Meninggalkan Pekerjaan Demi Ibu

Thursday, April 10, 20140 comments


HARI ini, sepanjang perjalanan menyebrang laut cuaca sangat buruk. Sudah dua pekan Abi meninggalkan kau, Umimu dan Adong (nenek)mu nak. Abi dipromosikan untuk menduduki jabatan kepala biro perusahaan media (koran) di pulau terdepan di Sabang. Pulau yang indah, sejuk dengan warga yang ramah dan humoris ini tidak awalnya mulai membuatku nyaman. Pulau menyimpan keindahan alam bawah laut dan pantai yang mempesona dunia ini menawarkan keindahan duniawi. Kenyamanan mata sehingga turis saban hari mengunjungi pulau dengan 18 desa itu.
Abi dan Umi sepakat untuk menghemat uang, akan pulang ke rumah kita di Lhokseumawe dua kali dalam sebulan. Jarak yang harus Abi tempuh sekitar delapan jam perjalanan. Dua jam menggunakan kapal fery dari Sabang-Banda Aceh. Enam jam menggunakan bus dari Banda Aceh-Lhokseumawe.

Cuplikan dataset anotasi lokasi:
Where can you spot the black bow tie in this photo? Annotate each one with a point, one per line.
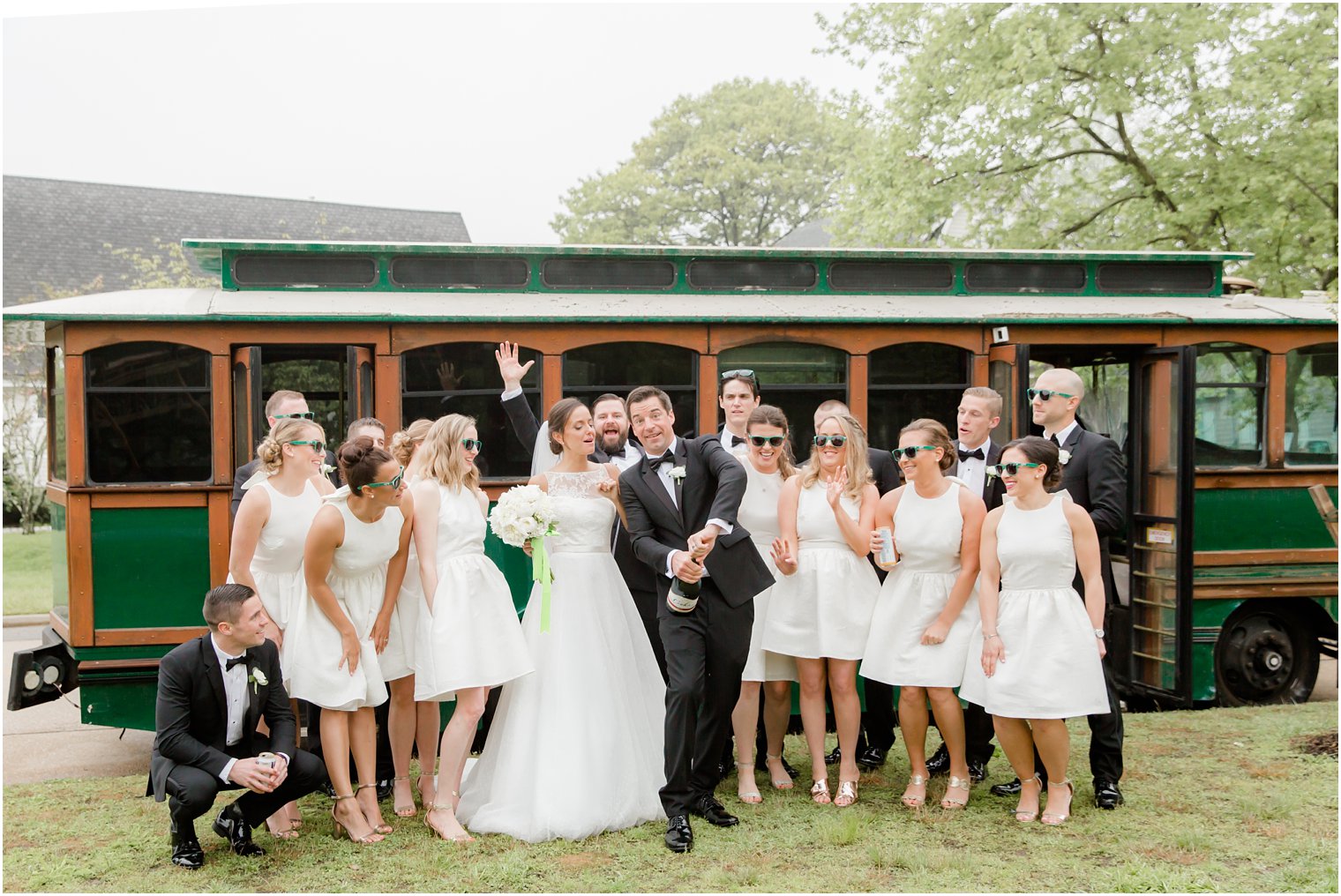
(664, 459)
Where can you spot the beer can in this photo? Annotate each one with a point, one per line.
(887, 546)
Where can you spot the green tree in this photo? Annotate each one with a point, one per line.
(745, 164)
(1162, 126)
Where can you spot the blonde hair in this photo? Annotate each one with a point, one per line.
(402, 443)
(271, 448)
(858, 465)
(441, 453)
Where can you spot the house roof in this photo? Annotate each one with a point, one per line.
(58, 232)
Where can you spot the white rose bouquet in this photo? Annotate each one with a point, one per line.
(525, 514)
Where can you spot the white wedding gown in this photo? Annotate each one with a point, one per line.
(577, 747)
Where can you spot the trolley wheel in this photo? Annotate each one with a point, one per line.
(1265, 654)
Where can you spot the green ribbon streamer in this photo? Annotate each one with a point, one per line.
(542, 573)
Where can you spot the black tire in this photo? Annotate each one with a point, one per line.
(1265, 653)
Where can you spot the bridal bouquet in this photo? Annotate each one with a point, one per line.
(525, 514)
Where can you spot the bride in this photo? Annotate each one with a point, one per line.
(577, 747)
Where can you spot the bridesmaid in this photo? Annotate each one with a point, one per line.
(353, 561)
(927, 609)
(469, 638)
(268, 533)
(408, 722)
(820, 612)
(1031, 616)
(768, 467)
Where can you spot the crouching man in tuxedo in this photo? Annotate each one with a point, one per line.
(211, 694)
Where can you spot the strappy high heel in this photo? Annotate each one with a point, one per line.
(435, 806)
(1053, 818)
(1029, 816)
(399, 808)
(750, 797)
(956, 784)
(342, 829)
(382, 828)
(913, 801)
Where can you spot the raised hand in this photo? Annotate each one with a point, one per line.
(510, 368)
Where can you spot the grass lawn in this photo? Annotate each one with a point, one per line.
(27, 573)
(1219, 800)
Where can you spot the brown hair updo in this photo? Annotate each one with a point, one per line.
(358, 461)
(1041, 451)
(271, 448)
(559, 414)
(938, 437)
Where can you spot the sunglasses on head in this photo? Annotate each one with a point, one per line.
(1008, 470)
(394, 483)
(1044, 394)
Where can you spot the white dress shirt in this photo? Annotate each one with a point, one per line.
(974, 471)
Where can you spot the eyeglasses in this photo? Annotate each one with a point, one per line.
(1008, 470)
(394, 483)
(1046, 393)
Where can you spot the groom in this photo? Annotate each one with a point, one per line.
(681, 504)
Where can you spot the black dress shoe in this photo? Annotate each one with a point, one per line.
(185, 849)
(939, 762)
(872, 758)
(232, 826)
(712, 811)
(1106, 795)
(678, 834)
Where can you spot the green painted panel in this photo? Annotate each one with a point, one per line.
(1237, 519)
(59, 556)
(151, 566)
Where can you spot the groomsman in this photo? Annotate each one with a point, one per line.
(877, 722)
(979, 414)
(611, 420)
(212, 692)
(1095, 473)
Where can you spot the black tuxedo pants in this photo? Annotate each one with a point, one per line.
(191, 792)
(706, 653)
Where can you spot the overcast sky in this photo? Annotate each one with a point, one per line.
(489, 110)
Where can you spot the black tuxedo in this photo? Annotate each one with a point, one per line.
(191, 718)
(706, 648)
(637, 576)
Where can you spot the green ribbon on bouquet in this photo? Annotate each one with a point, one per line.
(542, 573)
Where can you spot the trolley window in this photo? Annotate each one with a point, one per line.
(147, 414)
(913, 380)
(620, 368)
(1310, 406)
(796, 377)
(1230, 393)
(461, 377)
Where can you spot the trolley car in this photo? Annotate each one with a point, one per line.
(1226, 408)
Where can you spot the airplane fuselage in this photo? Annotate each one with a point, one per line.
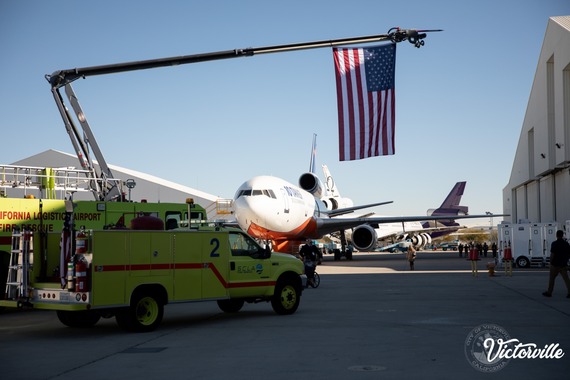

* * *

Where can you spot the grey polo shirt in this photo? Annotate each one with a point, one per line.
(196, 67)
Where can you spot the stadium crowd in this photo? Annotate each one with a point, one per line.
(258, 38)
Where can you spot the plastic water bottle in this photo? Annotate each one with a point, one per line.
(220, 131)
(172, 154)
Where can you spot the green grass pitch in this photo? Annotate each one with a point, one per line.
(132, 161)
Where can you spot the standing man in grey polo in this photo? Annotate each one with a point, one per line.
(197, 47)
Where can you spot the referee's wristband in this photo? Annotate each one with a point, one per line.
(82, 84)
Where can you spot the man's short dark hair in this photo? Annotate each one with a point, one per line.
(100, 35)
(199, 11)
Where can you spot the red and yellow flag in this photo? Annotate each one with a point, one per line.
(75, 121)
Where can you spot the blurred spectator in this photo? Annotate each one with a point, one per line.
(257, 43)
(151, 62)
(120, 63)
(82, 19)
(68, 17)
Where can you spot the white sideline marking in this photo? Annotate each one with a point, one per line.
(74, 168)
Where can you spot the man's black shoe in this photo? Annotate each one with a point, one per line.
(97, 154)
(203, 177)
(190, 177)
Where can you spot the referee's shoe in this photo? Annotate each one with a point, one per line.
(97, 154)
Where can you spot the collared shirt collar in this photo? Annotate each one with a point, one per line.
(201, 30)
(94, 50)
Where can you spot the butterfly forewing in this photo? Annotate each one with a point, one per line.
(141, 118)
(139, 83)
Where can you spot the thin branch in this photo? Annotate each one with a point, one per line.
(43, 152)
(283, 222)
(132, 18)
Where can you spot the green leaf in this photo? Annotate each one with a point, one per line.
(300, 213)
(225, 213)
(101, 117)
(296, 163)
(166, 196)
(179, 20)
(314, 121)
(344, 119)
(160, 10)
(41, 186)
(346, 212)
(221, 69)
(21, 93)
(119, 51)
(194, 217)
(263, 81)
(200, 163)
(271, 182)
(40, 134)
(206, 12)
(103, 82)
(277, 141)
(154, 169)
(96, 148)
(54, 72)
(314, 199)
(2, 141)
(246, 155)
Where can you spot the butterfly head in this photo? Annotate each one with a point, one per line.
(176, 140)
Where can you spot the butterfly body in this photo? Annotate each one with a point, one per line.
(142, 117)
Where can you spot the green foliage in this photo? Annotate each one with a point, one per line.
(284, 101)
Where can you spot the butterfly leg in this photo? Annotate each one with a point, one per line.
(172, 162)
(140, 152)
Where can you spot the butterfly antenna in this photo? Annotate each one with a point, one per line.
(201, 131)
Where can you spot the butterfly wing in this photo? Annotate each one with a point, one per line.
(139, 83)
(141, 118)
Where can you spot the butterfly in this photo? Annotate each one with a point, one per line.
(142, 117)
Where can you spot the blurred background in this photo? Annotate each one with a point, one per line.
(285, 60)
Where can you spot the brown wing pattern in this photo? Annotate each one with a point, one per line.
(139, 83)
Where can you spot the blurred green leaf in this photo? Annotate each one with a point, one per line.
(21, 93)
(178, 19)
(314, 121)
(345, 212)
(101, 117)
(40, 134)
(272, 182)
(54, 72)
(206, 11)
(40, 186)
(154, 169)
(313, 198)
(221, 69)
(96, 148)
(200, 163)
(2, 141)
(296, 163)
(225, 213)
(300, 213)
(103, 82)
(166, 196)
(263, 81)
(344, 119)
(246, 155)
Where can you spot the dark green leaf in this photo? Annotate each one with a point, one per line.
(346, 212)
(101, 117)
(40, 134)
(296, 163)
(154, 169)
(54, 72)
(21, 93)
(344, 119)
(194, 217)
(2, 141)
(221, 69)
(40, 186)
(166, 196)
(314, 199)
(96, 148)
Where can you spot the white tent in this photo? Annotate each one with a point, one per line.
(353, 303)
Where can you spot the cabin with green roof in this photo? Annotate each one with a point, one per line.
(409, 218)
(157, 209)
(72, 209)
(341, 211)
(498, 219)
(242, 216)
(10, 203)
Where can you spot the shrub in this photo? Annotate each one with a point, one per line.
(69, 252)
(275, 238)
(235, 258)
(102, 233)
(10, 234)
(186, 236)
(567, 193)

• Permintaan 1: Salin ulang seluruh kutipan bacaan di atas persis seperti aslinya, tanpa mengubah apa pun.
• Permintaan 2: Kumpulkan semua baris catatan yang memuat kata "blurred". Huruf besar dan kecil dibedakan.

• Hasil Akhir 1:
Meninggalkan Pekerjaan Demi Ibu

Thursday, April 10, 20140 comments


HARI ini, sepanjang perjalanan menyebrang laut cuaca sangat buruk. Sudah dua pekan Abi meninggalkan kau, Umimu dan Adong (nenek)mu nak. Abi dipromosikan untuk menduduki jabatan kepala biro perusahaan media (koran) di pulau terdepan di Sabang. Pulau yang indah, sejuk dengan warga yang ramah dan humoris ini tidak awalnya mulai membuatku nyaman. Pulau menyimpan keindahan alam bawah laut dan pantai yang mempesona dunia ini menawarkan keindahan duniawi. Kenyamanan mata sehingga turis saban hari mengunjungi pulau dengan 18 desa itu.
Abi dan Umi sepakat untuk menghemat uang, akan pulang ke rumah kita di Lhokseumawe dua kali dalam sebulan. Jarak yang harus Abi tempuh sekitar delapan jam perjalanan. Dua jam menggunakan kapal fery dari Sabang-Banda Aceh. Enam jam menggunakan bus dari Banda Aceh-Lhokseumawe.

• Hasil Akhir 2:
Where can you spot the blurred spectator in this photo? Annotate each one with a point, one per line.
Where can you spot the blurred background in this photo? Annotate each one with a point, one per line.
Where can you spot the blurred green leaf in this photo? Annotate each one with a point, one per line.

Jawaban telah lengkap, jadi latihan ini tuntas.